Recorded data:
Content starts
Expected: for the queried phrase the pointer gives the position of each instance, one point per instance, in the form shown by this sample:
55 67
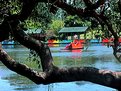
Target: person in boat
75 44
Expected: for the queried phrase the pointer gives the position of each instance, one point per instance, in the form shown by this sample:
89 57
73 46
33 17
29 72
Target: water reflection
97 56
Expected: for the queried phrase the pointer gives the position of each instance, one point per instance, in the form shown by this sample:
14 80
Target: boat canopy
80 30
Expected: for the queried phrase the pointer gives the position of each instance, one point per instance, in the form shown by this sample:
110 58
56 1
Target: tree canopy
14 12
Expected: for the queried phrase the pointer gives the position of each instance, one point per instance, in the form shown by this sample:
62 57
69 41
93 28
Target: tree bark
51 73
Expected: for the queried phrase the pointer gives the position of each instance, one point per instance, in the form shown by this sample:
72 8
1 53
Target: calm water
95 56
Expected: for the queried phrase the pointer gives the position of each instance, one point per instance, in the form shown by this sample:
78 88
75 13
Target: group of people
76 44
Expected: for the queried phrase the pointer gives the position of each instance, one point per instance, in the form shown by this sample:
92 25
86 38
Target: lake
96 55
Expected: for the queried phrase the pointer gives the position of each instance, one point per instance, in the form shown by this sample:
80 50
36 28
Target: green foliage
32 24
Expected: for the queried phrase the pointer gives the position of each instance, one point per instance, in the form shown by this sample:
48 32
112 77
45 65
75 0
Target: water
96 56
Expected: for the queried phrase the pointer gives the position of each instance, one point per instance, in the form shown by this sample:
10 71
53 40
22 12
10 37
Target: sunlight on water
96 56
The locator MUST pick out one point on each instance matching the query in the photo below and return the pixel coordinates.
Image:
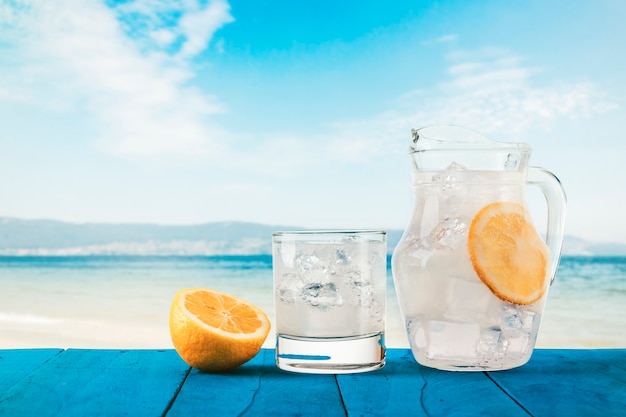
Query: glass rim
(326, 232)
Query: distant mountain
(20, 237)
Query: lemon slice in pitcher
(508, 254)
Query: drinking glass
(330, 289)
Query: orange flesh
(222, 312)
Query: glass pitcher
(471, 271)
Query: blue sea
(123, 301)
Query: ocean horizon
(108, 301)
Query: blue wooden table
(75, 382)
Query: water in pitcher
(454, 320)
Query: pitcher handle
(556, 200)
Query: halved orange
(214, 331)
(508, 254)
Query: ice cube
(416, 332)
(516, 320)
(359, 288)
(341, 257)
(469, 300)
(308, 262)
(288, 288)
(321, 295)
(452, 340)
(490, 343)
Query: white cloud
(80, 51)
(199, 25)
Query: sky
(298, 113)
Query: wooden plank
(98, 382)
(16, 364)
(258, 388)
(569, 382)
(403, 387)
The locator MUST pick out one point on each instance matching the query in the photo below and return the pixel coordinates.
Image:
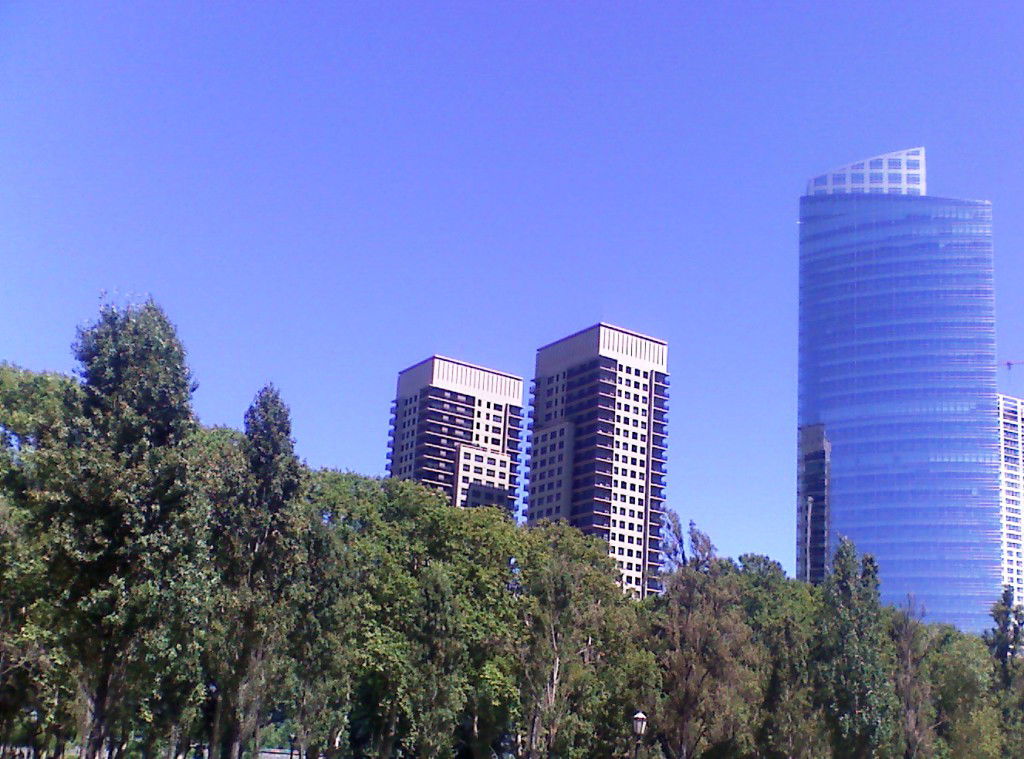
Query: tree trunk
(387, 741)
(97, 715)
(216, 726)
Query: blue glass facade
(897, 411)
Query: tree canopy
(167, 587)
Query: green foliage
(854, 660)
(707, 658)
(163, 585)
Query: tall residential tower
(1011, 413)
(898, 421)
(598, 456)
(457, 427)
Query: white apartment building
(1011, 413)
(598, 445)
(457, 426)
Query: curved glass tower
(898, 443)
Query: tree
(255, 540)
(912, 642)
(854, 660)
(968, 721)
(782, 614)
(35, 676)
(580, 632)
(327, 602)
(124, 543)
(707, 656)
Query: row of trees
(164, 585)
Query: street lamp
(639, 728)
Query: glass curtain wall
(897, 378)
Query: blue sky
(323, 194)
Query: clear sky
(323, 194)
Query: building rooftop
(900, 172)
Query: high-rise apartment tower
(598, 452)
(457, 427)
(898, 426)
(1011, 413)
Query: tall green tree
(782, 614)
(968, 722)
(35, 676)
(580, 642)
(124, 542)
(854, 660)
(256, 531)
(708, 658)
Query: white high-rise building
(457, 427)
(1011, 412)
(598, 447)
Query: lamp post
(639, 728)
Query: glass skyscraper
(898, 438)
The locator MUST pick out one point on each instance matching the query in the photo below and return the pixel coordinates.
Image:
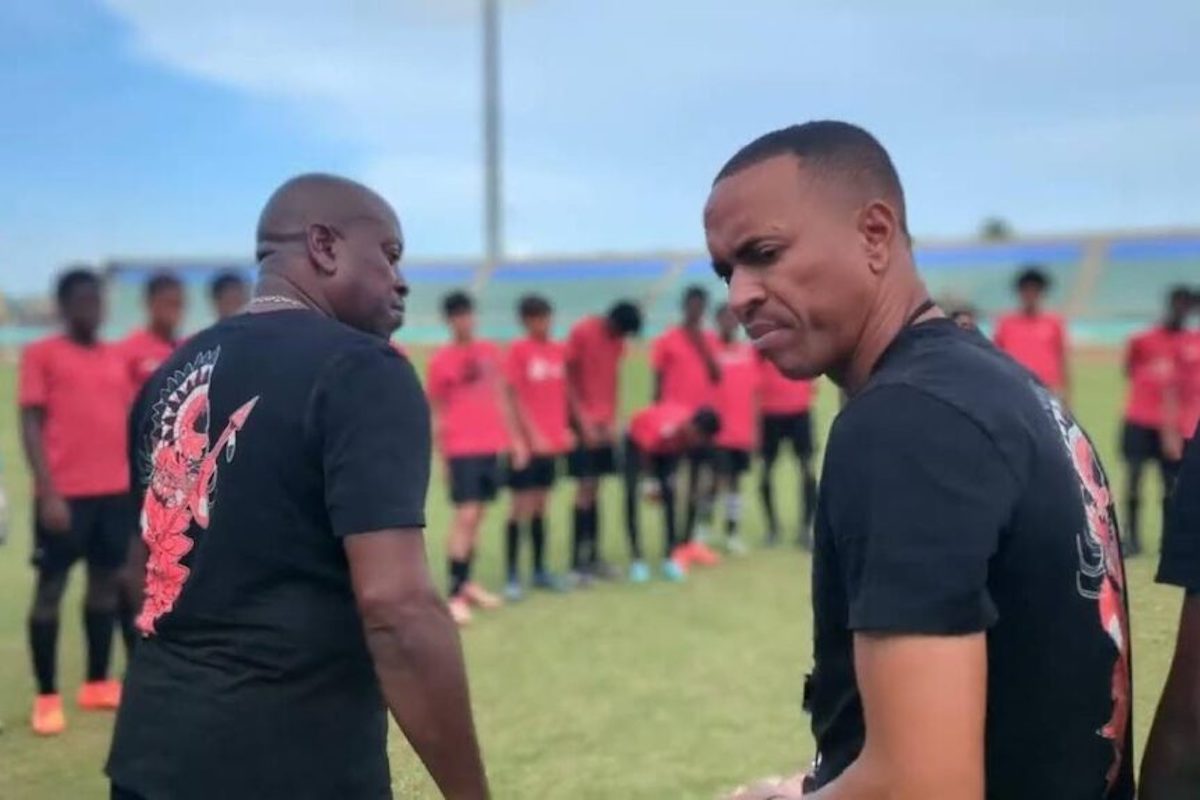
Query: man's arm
(1170, 769)
(418, 657)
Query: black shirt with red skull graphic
(256, 447)
(960, 497)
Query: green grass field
(657, 691)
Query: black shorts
(1140, 443)
(538, 474)
(778, 428)
(732, 463)
(101, 530)
(592, 462)
(474, 479)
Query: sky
(150, 128)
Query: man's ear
(322, 244)
(879, 227)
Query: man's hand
(54, 513)
(773, 788)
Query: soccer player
(73, 395)
(737, 405)
(786, 419)
(969, 590)
(535, 367)
(1170, 769)
(229, 294)
(658, 438)
(283, 463)
(594, 350)
(1150, 366)
(477, 423)
(687, 372)
(1035, 337)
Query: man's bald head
(336, 244)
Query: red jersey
(1187, 382)
(537, 371)
(780, 395)
(684, 376)
(465, 383)
(1038, 343)
(658, 429)
(737, 397)
(144, 352)
(593, 354)
(85, 394)
(1150, 361)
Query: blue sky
(143, 127)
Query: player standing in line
(687, 372)
(535, 368)
(658, 438)
(144, 350)
(737, 404)
(475, 422)
(1150, 365)
(786, 417)
(1035, 337)
(229, 293)
(73, 395)
(594, 350)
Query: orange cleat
(480, 597)
(100, 696)
(48, 719)
(701, 554)
(460, 611)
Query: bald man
(967, 588)
(282, 459)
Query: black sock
(538, 536)
(97, 626)
(126, 614)
(460, 571)
(43, 645)
(513, 549)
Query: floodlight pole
(493, 211)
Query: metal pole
(493, 211)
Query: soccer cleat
(480, 597)
(48, 719)
(460, 611)
(673, 572)
(100, 696)
(701, 554)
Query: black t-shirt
(959, 497)
(258, 446)
(1180, 564)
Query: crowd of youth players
(510, 417)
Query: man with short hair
(658, 437)
(595, 347)
(229, 293)
(971, 636)
(477, 425)
(73, 394)
(1150, 366)
(687, 372)
(535, 367)
(1035, 337)
(283, 456)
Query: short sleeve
(916, 497)
(1180, 561)
(33, 386)
(373, 425)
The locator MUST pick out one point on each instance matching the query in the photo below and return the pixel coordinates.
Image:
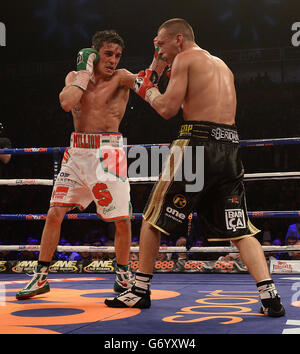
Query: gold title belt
(96, 140)
(209, 131)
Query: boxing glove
(144, 81)
(86, 59)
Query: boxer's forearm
(70, 97)
(5, 158)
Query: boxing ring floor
(182, 304)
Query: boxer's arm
(127, 78)
(169, 103)
(5, 143)
(70, 95)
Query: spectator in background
(292, 234)
(5, 143)
(296, 254)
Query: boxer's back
(211, 93)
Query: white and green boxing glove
(86, 59)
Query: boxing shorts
(94, 168)
(219, 201)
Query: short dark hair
(109, 36)
(179, 25)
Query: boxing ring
(183, 303)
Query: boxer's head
(110, 47)
(171, 36)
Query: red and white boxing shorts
(94, 168)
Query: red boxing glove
(144, 81)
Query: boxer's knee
(123, 226)
(56, 215)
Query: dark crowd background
(42, 40)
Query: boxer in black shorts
(220, 204)
(203, 86)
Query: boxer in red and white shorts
(94, 168)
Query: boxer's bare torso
(201, 84)
(102, 105)
(210, 94)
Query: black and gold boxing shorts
(204, 174)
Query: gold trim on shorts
(252, 228)
(156, 201)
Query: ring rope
(111, 249)
(138, 216)
(243, 143)
(152, 179)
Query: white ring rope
(110, 249)
(247, 177)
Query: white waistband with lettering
(96, 140)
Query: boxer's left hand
(144, 81)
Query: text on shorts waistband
(95, 140)
(208, 130)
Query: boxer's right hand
(158, 63)
(144, 81)
(86, 59)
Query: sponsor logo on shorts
(186, 129)
(235, 219)
(60, 192)
(225, 134)
(174, 214)
(179, 201)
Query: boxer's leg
(51, 233)
(50, 237)
(139, 295)
(253, 256)
(124, 277)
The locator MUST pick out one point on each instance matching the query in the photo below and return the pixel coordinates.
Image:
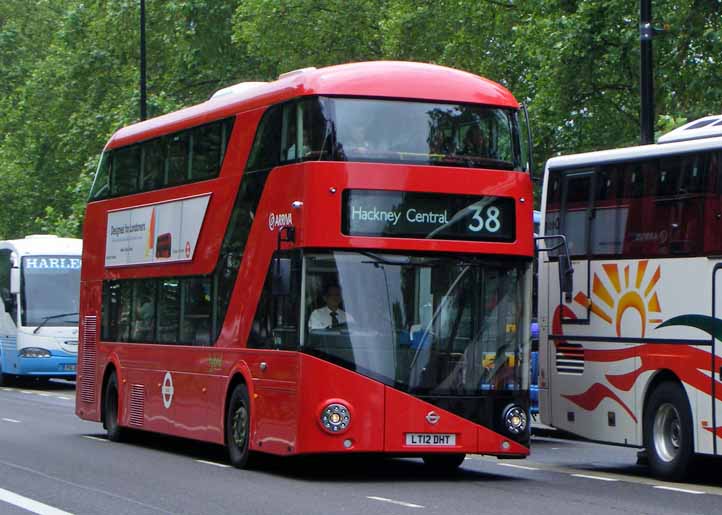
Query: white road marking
(683, 490)
(400, 503)
(523, 467)
(584, 476)
(28, 504)
(94, 438)
(223, 465)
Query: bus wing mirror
(281, 277)
(566, 269)
(566, 276)
(14, 280)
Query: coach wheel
(110, 410)
(444, 462)
(668, 432)
(238, 427)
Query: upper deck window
(186, 156)
(389, 131)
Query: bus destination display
(400, 214)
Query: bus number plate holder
(431, 439)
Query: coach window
(125, 169)
(576, 193)
(168, 311)
(608, 217)
(275, 325)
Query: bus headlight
(34, 352)
(335, 418)
(515, 419)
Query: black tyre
(110, 410)
(444, 463)
(238, 427)
(668, 436)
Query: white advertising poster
(158, 233)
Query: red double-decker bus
(336, 261)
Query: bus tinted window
(124, 170)
(266, 151)
(275, 325)
(186, 156)
(386, 131)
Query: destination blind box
(403, 214)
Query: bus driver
(330, 316)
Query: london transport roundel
(167, 390)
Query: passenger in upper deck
(474, 143)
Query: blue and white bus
(39, 301)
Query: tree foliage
(70, 71)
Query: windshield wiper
(51, 317)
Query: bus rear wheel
(444, 462)
(110, 410)
(238, 427)
(668, 432)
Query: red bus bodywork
(288, 390)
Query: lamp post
(143, 106)
(646, 32)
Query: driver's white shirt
(321, 318)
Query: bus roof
(44, 244)
(380, 79)
(634, 153)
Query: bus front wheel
(668, 432)
(444, 463)
(110, 410)
(238, 427)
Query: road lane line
(512, 465)
(94, 438)
(223, 465)
(682, 490)
(400, 503)
(86, 488)
(29, 504)
(600, 478)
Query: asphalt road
(52, 463)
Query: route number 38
(488, 221)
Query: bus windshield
(392, 131)
(50, 288)
(426, 325)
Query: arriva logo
(279, 220)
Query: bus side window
(7, 299)
(125, 170)
(177, 167)
(266, 150)
(168, 311)
(275, 325)
(196, 311)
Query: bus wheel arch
(237, 421)
(111, 420)
(667, 427)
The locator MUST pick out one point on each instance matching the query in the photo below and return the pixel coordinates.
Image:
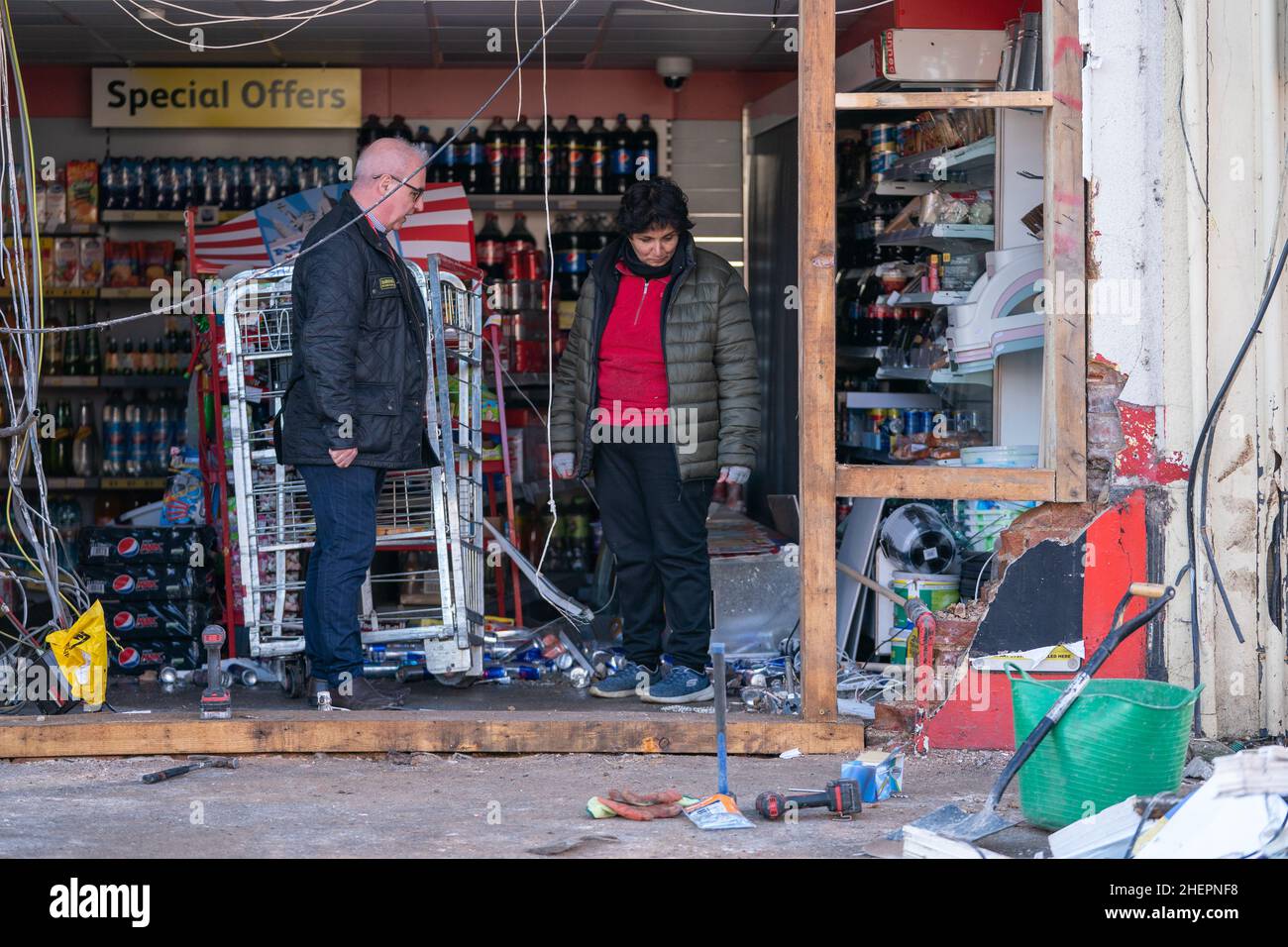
Content ends
Retype the line containing "Query: route number 38" and all lines after it to the end of the material, exactly as written, leaving out any pictures.

Query: route number 38
(488, 221)
Query: bus windshield
(392, 131)
(50, 288)
(426, 325)
Query: arriva logo
(279, 220)
Query: bus side window
(7, 299)
(125, 170)
(177, 167)
(266, 150)
(168, 311)
(275, 325)
(196, 311)
Query: bus wheel arch
(237, 421)
(111, 420)
(667, 427)
The locator MUST pick out one point on each instance matching the query in the photo below and return the pixel coordinates.
Image:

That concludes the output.